[TEXT SECTION Boundary: Start]

Tip #2: Run the right tools for the job.
Now, to the list of tools you mention that you're running, you should be aware that firewalls and most anti-virus programs give you no protection against spyware. None. So the fact that you're running with a firewall and are running Norton (Anti-Virus, I assume) is great, but for other reasons.
The only tool you've mentioned that would apply is Spysweeper by Webroot. The good news there is that it has a fairly good reputation.
Tip #3: Keep your tools up to date.
Even the right tool will not work properly if it doesn't have the latest and greatest definition of what spyware is. Spyware, like viruses, is a race. New spyware is being generated every day, and that means all the spyware scanners need to be updated regularly. Usually that's as simple as telling the scanner to update itself. Microsoft's even automates that process.
Tip #4: Use the tool's advanced features.
Spybot Search and Destroy and Microsoft's Anti-Spyware both have a feature called "inoculation" or "immunization". Other tools may have something similar. These features cause the tools to monitor for spyware-like behavior and either prevent it, or at least ask you about it, before it takes place. For example with either, you can prevent your Internet Explorer homepage from being changed by anyone. Hence, homepage hijacking is a thing of the past. Both keep an eye on registry changes as well. Look for these features in whatever anti-spyware program you choose, and turn these features on.
Tip #5: Don't be part of the problem.
All the protection in the world won't help if you engage in risky behavior. Download and install software only from places you trust. One of the largest sources of spyware anywhere are the peer-to-peer file sharing programs like Kazaa. They come loaded with spyware. Check out the reputation of a package before you install it. Don't open email attachments unless you know it's safe and legitimate.

[TEXT SECTION Boundary: End]

*TASKS:*
1/ In the spyware tips, what kind of program is named as one of the largest sources of spyware?
2/ Turn the paragraph of the spyware tips that begins "Spybot Search and Destroy and Microsoft's Anti-Spyware" into a short bulleted list that keeps its main facts.
3/ Repeat word for word the part of the spyware tips that opens with the words containing "The only tool" and closes with "automates that process.".

[MATERIAL SUPPLIED Boundary: Start]

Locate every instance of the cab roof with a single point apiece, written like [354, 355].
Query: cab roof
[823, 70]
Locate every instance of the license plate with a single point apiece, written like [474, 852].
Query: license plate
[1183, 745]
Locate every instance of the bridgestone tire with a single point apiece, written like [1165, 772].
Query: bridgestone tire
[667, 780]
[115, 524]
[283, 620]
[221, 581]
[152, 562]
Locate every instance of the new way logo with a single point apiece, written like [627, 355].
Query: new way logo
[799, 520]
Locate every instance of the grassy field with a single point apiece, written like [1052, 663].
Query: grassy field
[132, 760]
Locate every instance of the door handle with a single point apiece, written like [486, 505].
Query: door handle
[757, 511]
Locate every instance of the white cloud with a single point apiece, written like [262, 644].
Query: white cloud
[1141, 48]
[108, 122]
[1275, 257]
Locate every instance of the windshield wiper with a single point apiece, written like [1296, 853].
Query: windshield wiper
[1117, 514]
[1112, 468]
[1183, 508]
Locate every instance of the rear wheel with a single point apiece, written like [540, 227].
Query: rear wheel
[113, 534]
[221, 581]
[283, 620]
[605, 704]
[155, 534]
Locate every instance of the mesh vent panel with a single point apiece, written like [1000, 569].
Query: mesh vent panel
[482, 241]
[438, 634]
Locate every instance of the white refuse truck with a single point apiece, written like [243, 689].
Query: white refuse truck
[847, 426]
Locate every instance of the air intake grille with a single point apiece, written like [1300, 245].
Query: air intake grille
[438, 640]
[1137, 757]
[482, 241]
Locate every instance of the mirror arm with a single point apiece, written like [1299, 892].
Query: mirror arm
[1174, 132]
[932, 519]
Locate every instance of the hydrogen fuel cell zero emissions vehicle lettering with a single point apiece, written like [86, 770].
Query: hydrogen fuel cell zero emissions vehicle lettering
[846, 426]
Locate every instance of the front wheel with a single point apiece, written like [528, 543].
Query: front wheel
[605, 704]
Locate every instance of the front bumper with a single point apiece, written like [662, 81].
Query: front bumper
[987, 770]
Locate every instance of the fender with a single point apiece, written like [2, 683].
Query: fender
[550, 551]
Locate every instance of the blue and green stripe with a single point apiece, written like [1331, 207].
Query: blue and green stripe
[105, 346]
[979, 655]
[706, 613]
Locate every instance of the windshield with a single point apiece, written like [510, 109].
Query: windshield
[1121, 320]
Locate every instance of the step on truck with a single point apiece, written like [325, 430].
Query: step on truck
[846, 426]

[MATERIAL SUPPLIED Boundary: End]

*WRITTEN RESPONSES:*
1/ Peer-to-peer file sharing programs, such as Kazaa.

2/
- Spybot Search and Destroy and Microsoft's Anti-Spyware have a feature called "inoculation" or "immunization," and other tools may have something similar.
- These features watch for spyware-like behavior and either prevent it or ask you about it before it happens.
- Either tool can stop anyone from changing your Internet Explorer homepage, which ends homepage hijacking.
- Both also watch for registry changes.
- Look for these features in your anti-spyware program and turn them on.

3/
The only tool you've mentioned that would apply is Spysweeper by Webroot. The good news there is that it has a fairly good reputation.
Tip #3: Keep your tools up to date.
Even the right tool will not work properly if it doesn't have the latest and greatest definition of what spyware is. Spyware, like viruses, is a race. New spyware is being generated every day, and that means all the spyware scanners need to be updated regularly. Usually that's as simple as telling the scanner to update itself. Microsoft's even automates that process.